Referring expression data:
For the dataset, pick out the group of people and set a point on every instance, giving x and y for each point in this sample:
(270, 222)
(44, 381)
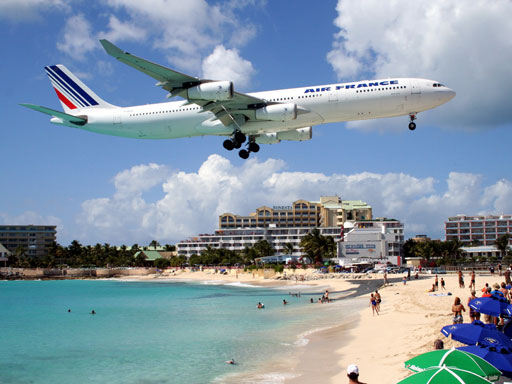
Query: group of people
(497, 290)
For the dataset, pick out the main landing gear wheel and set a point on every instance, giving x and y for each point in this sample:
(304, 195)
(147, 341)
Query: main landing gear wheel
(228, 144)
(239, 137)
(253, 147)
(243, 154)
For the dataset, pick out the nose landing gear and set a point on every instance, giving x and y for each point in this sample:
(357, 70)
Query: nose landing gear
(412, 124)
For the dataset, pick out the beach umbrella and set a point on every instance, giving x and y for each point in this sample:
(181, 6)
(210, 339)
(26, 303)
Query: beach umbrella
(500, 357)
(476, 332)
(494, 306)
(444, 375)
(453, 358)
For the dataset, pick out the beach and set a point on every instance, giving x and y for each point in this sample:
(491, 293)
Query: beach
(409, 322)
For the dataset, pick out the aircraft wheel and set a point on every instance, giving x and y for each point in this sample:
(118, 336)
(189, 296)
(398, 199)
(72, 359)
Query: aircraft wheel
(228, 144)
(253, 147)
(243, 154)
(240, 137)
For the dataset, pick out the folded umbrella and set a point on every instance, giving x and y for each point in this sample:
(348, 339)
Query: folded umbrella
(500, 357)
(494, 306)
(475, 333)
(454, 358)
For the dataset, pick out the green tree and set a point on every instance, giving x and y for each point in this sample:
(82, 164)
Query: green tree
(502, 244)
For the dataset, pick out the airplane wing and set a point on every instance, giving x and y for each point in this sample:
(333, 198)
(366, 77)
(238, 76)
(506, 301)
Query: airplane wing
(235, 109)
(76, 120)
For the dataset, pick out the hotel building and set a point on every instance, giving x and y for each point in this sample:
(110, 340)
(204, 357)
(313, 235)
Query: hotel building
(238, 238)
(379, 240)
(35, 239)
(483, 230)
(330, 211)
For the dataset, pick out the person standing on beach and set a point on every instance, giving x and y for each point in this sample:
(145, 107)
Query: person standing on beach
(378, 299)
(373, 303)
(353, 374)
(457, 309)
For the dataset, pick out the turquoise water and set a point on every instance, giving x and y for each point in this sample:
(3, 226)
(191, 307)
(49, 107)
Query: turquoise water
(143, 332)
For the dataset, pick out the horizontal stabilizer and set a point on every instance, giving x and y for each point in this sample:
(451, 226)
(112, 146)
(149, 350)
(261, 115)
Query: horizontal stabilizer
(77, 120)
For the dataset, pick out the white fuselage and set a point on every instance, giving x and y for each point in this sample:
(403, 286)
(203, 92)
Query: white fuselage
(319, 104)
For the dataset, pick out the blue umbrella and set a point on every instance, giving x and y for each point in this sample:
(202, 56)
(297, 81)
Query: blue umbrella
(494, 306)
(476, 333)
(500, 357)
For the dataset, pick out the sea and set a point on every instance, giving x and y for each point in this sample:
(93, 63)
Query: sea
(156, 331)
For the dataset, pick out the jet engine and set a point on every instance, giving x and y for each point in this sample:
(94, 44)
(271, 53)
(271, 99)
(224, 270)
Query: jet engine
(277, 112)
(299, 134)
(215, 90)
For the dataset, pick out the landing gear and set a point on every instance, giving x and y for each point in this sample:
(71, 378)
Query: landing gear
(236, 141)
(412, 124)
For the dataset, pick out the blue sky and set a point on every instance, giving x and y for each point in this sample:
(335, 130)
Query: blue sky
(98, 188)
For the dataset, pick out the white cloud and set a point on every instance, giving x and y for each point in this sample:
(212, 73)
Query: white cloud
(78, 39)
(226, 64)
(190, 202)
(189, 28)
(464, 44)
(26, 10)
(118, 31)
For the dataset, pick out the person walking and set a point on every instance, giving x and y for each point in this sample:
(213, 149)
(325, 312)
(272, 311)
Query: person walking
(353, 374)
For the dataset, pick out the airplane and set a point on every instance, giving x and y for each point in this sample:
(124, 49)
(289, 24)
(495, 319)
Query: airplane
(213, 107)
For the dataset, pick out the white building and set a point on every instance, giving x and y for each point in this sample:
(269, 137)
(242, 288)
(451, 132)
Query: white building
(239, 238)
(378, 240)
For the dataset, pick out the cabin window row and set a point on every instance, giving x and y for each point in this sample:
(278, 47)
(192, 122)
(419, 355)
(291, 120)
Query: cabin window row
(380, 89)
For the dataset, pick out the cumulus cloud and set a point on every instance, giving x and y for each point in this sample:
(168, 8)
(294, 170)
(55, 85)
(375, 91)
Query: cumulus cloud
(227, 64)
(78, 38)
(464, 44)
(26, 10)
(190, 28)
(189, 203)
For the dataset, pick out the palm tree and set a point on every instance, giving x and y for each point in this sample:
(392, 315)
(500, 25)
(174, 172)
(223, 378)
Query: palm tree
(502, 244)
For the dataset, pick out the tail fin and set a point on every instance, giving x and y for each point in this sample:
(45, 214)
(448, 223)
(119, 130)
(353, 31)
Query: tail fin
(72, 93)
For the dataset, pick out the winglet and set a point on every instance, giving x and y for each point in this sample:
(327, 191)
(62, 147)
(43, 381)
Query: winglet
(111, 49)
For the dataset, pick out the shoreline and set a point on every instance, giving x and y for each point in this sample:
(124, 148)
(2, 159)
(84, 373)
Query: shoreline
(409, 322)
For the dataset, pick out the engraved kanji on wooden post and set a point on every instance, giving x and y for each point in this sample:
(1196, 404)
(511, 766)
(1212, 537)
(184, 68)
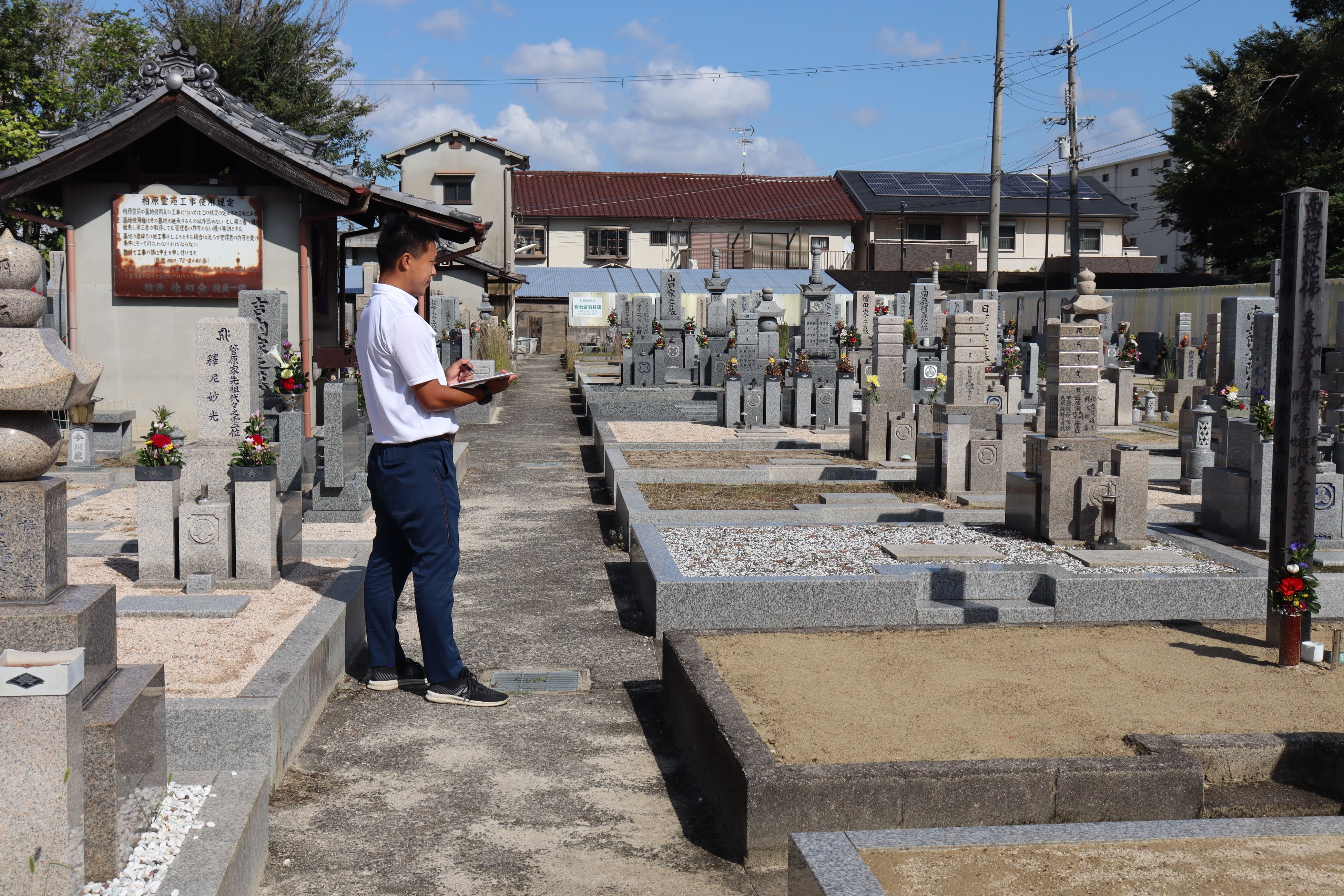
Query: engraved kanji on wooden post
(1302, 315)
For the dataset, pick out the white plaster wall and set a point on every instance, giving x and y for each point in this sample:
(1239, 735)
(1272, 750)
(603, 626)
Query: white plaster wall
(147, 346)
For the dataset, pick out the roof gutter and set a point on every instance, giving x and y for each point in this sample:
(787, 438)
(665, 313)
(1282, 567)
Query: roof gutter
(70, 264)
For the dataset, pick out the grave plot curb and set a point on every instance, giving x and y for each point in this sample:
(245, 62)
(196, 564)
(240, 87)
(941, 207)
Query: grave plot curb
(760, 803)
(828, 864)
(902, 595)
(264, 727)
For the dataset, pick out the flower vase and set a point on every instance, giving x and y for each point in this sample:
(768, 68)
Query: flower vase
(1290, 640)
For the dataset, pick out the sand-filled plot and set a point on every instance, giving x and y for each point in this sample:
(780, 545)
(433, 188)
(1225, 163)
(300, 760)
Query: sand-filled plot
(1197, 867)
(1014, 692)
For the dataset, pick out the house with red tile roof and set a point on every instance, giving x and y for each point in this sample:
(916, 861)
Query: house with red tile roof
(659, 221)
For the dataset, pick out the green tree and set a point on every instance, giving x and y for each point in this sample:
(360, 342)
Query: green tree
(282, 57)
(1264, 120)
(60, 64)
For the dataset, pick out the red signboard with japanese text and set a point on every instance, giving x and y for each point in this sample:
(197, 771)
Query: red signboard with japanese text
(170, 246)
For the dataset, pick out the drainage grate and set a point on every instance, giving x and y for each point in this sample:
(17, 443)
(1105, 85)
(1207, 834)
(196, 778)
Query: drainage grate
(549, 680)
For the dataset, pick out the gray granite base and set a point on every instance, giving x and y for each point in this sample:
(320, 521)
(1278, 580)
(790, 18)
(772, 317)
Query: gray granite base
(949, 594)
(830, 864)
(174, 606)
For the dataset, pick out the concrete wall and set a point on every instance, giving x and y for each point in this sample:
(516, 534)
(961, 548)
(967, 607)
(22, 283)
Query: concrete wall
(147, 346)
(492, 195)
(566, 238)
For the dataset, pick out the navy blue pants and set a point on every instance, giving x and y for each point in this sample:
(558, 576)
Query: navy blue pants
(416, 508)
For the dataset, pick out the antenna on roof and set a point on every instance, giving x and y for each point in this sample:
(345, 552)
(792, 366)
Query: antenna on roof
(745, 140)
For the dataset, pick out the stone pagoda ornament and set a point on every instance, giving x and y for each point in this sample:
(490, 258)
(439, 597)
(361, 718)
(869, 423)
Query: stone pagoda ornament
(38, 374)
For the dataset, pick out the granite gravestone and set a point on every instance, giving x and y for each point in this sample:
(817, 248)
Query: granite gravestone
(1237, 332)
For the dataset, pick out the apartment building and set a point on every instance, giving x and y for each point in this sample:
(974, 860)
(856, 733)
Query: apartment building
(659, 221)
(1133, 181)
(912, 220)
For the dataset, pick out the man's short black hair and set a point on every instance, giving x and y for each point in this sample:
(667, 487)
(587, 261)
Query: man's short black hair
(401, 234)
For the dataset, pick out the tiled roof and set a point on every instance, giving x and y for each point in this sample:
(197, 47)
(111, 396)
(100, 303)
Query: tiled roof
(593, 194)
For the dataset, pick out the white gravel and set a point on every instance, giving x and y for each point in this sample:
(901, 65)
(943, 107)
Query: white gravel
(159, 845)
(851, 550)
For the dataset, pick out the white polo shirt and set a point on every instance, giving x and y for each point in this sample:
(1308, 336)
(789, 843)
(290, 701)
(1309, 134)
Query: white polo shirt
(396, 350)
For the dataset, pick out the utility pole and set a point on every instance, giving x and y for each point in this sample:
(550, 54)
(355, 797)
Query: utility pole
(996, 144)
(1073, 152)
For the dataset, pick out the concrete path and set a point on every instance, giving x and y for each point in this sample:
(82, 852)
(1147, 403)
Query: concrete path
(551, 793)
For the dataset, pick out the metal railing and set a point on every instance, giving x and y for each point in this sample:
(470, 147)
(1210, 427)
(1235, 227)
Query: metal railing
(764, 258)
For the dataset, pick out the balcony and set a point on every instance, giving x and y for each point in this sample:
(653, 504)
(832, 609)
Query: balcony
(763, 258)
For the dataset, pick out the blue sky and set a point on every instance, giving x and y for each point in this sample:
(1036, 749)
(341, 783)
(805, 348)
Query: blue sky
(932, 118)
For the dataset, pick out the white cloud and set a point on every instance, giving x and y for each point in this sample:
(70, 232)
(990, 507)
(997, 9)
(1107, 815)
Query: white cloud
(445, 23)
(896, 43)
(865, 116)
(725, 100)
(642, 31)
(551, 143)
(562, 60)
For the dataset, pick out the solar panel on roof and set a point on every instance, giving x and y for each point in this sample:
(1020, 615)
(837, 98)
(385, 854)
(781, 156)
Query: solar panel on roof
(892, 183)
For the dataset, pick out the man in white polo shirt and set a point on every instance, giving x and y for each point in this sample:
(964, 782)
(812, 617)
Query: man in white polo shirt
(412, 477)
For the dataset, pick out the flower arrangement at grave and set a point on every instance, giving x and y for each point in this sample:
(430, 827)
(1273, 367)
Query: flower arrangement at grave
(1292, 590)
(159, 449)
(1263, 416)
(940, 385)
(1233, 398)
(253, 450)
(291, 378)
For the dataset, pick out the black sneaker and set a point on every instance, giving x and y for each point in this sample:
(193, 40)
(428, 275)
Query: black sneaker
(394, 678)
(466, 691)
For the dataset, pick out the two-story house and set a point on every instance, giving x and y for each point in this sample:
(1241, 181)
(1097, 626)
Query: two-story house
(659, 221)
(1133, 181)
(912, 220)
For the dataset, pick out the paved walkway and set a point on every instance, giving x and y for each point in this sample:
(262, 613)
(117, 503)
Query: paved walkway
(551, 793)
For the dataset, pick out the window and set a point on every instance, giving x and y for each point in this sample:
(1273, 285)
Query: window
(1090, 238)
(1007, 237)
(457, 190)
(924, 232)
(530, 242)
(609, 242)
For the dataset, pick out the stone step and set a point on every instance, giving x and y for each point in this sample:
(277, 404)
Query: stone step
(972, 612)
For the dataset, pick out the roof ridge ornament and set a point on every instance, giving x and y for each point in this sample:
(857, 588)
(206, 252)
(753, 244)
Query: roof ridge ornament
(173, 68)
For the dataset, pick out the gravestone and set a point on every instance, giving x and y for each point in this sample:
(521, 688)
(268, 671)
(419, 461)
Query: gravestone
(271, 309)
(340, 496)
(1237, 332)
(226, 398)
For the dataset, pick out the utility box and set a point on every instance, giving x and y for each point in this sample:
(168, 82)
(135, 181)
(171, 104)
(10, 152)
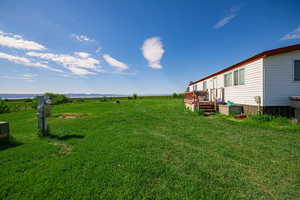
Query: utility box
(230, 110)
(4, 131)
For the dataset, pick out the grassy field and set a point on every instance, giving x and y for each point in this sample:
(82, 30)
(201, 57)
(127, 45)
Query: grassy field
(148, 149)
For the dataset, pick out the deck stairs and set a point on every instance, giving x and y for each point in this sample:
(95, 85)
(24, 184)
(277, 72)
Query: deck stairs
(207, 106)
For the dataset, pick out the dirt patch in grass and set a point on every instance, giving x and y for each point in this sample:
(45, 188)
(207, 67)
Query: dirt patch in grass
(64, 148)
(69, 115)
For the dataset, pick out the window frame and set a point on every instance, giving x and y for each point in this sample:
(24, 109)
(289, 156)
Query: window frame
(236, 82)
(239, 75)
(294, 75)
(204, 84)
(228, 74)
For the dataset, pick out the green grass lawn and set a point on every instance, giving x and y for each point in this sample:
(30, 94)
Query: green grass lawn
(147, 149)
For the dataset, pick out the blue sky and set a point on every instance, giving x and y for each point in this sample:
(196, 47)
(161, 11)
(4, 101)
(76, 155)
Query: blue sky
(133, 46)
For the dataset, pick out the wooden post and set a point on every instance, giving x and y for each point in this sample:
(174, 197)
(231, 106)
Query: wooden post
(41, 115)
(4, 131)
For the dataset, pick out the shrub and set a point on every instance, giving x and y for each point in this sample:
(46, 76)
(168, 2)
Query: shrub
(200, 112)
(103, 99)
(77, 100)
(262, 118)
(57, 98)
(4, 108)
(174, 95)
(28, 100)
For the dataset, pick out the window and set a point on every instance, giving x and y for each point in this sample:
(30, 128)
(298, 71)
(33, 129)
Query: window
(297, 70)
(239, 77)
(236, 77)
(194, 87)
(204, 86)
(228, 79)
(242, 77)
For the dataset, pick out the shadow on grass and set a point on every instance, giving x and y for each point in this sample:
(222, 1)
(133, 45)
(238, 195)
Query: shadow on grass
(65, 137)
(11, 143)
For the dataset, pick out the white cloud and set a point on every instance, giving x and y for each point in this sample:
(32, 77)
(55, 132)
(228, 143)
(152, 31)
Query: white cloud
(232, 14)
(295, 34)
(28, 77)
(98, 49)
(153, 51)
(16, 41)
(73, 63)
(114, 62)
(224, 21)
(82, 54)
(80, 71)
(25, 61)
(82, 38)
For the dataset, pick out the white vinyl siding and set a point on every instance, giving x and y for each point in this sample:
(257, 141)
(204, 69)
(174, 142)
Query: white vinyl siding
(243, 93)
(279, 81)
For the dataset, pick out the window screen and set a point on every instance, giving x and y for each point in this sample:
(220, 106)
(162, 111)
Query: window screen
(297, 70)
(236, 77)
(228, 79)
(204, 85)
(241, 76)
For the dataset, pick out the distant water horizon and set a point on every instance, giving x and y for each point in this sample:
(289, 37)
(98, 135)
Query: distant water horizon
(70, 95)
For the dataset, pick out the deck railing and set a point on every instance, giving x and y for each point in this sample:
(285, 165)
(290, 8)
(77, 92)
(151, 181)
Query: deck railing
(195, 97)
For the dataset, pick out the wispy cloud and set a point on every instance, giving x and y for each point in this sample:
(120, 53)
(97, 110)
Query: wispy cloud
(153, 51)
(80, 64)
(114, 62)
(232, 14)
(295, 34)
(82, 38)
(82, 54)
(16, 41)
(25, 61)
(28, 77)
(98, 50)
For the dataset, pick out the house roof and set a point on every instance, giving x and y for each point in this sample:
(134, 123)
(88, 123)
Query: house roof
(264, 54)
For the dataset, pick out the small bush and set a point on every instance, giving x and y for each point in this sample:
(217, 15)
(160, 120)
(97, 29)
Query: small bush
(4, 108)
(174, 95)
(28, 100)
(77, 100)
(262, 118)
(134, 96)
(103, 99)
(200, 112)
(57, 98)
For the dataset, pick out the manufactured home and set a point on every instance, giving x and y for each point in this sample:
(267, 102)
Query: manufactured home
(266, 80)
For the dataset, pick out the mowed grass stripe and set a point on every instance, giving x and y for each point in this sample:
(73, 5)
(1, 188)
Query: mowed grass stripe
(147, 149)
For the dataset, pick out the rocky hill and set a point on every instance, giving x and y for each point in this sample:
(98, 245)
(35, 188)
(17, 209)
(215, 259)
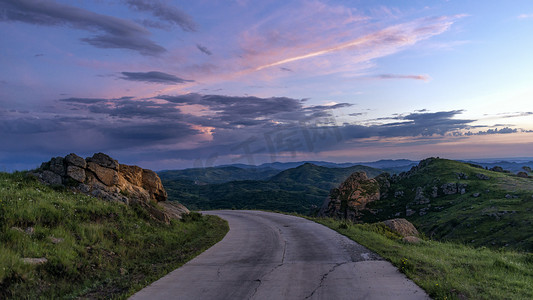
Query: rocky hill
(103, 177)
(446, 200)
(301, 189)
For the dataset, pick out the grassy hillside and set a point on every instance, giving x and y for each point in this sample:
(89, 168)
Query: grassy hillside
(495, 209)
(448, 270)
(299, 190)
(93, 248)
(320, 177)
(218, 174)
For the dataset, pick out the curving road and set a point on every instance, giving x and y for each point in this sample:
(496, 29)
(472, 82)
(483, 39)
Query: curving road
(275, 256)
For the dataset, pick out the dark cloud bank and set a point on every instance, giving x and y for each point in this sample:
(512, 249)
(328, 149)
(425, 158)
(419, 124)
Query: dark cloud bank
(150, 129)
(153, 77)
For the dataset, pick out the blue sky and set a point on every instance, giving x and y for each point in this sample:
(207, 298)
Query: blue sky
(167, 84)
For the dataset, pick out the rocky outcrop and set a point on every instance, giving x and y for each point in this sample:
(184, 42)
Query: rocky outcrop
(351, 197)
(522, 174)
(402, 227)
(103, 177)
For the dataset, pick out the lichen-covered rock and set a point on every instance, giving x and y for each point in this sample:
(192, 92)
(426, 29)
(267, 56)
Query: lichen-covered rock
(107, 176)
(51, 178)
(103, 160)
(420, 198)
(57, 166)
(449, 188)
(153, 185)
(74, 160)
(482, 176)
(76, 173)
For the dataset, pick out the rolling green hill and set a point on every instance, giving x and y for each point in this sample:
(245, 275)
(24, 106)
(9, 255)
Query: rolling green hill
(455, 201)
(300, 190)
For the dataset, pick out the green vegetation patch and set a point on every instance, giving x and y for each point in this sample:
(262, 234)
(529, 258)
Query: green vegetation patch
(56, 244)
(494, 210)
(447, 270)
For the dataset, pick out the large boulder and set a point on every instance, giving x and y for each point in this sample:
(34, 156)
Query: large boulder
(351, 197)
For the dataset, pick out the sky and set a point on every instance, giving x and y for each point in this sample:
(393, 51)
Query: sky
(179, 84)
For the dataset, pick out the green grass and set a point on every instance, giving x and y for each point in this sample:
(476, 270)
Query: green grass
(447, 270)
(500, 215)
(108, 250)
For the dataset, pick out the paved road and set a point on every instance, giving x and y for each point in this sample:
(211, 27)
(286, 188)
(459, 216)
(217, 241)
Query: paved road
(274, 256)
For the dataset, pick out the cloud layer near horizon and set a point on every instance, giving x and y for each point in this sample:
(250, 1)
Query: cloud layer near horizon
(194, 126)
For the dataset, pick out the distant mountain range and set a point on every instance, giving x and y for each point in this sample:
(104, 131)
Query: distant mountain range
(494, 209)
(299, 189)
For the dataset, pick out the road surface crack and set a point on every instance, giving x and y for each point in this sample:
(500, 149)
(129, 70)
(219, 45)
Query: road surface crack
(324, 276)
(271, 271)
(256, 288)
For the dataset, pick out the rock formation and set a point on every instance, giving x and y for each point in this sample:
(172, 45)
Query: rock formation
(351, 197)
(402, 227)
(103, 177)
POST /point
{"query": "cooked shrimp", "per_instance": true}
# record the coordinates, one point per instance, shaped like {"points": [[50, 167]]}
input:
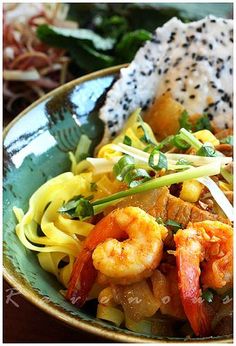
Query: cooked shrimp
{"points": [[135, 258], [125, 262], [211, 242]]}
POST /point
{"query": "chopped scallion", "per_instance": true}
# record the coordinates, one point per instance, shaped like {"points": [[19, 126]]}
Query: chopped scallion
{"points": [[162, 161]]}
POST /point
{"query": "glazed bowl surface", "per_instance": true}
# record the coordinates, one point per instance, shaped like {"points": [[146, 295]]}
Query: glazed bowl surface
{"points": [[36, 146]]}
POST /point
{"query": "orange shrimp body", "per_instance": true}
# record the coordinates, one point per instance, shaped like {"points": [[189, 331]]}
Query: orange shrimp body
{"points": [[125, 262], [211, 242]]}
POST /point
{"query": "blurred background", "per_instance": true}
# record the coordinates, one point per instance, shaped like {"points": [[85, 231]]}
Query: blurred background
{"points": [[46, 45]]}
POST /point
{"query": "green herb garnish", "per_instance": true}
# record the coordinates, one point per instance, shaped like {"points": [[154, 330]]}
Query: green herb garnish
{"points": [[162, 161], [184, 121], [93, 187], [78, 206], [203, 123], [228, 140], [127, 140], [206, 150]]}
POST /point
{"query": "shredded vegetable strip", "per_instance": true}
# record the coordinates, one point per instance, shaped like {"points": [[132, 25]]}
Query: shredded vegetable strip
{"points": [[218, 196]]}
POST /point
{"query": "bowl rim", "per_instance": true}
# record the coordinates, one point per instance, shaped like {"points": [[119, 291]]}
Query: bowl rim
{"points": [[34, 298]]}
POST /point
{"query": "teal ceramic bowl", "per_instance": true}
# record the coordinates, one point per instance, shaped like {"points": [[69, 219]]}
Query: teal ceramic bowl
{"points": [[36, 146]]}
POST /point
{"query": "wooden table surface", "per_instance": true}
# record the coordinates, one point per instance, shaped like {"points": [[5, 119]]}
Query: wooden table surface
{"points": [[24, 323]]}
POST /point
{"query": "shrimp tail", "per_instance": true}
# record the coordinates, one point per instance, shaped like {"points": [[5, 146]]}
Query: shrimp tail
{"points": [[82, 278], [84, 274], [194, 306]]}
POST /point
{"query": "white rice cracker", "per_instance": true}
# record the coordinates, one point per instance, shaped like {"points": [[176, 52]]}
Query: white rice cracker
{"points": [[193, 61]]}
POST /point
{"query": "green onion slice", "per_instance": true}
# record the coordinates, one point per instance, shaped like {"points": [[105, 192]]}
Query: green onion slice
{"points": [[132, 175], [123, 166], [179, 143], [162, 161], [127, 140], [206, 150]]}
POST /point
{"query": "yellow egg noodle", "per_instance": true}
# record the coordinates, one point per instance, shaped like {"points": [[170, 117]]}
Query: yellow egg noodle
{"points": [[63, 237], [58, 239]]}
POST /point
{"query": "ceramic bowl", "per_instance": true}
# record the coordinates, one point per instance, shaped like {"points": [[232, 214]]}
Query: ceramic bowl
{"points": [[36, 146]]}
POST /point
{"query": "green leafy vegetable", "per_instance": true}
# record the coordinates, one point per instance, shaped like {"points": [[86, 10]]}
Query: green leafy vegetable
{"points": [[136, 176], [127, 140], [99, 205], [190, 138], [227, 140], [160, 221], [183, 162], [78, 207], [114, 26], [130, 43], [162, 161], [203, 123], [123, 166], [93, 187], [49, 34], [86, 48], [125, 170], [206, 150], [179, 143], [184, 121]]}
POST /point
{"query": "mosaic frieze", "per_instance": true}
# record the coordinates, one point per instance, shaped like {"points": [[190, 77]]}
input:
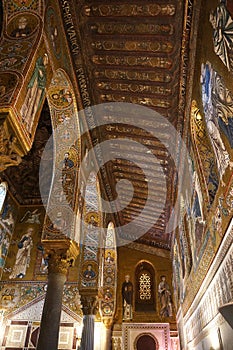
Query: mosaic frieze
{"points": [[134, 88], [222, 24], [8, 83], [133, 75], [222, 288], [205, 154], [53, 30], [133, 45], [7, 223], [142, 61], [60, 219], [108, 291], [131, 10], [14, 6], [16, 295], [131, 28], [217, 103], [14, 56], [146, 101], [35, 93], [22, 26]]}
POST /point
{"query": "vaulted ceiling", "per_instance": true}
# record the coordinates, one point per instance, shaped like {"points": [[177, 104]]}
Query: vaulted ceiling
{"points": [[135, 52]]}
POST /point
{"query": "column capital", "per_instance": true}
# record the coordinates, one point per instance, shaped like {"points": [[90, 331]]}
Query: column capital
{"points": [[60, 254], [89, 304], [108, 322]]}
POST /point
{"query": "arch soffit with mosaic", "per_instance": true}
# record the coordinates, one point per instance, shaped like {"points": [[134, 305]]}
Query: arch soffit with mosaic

Task prompt: Write out every line of the entries that holds the word "soffit".

Result below:
{"query": "arch soffit with mosaic", "per_instance": true}
Query: arch soffit with mosaic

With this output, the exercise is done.